Figure 4. Functional annotation of genes in the association region on chromosome A05. Functional category annotation of genes significantly associated with oleic and linoleic fatty acid in GWAS analysis and their nearest annotated genes represented as a percentage.
In order to validate our GWAS predicted SNPs we also undertook a genetic mapping approach and QTL analysis. Imputation using LD-kNNi raised the number of alleles from 2,272,337 to 4,030,644 alleles. MSTMap was able to place 43,484 out of 83,366 markers into linkage groups with more than one SNP. These linkage groups ranged from 420 to 7,037 SNPs with an average of 2,288. The 5 highest LOD scores and their positions in cM and bp are shown in Supplementary Table 5, and association was detected on the same region of chromosome A05, confirming the GWAS results, however with less resolution due to the lower number of markers mapped.
Together, the GWAS approach using high-resolution SkimGBS allowed identification of promising candidate genes affecting seed fatty acid content in B. napus.
Seed oil is a major energy reserve for seed germination and future seedling establishment, whereas for industrial purposes different fatty acid composition of oil is of great economic importance. In this study we analyzed the composition of FAs in B. napus DH progeny seeds derived from a cross between two recombinant parental lines and characterized SNPs in those lines. The GWAS approach using SkimGBS allowed us to identify candidate genes regulating oleic and linoleic fatty acid content in B. napus seeds.

● ● ● ● ●

TASK INSTRUCTIONS:
Reproduce the passage on mapping oleic and linoleic acid genes in B. napus word for word.

EXCERPTED RECORDS:
● ● ● ● ●

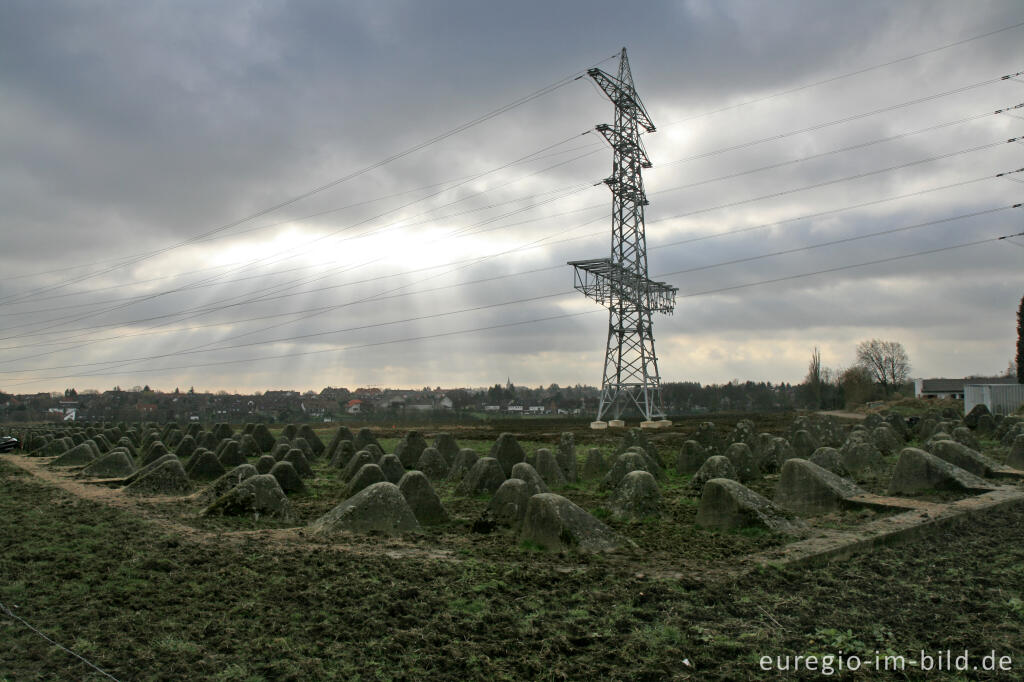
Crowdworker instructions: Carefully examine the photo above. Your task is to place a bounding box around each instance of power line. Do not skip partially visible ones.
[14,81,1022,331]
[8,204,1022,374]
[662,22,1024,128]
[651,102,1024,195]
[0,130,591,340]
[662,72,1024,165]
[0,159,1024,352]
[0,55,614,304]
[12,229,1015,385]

● ● ● ● ●

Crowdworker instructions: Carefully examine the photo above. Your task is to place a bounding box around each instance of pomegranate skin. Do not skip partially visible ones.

● ● ● ● ●

RESULT OF THIS EXERCISE:
Figure 4. Functional annotation of genes in the association region on chromosome A05. Functional category annotation of genes significantly associated with oleic and linoleic fatty acid in GWAS analysis and their nearest annotated genes represented as a percentage.
In order to validate our GWAS predicted SNPs we also undertook a genetic mapping approach and QTL analysis. Imputation using LD-kNNi raised the number of alleles from 2,272,337 to 4,030,644 alleles. MSTMap was able to place 43,484 out of 83,366 markers into linkage groups with more than one SNP. These linkage groups ranged from 420 to 7,037 SNPs with an average of 2,288. The 5 highest LOD scores and their positions in cM and bp are shown in Supplementary Table 5, and association was detected on the same region of chromosome A05, confirming the GWAS results, however with less resolution due to the lower number of markers mapped.
Together, the GWAS approach using high-resolution SkimGBS allowed identification of promising candidate genes affecting seed fatty acid content in B. napus.
Seed oil is a major energy reserve for seed germination and future seedling establishment, whereas for industrial purposes different fatty acid composition of oil is of great economic importance. In this study we analyzed the composition of FAs in B. napus DH progeny seeds derived from a cross between two recombinant parental lines and characterized SNPs in those lines. The GWAS approach using SkimGBS allowed us to identify candidate genes regulating oleic and linoleic fatty acid content in B. napus seeds.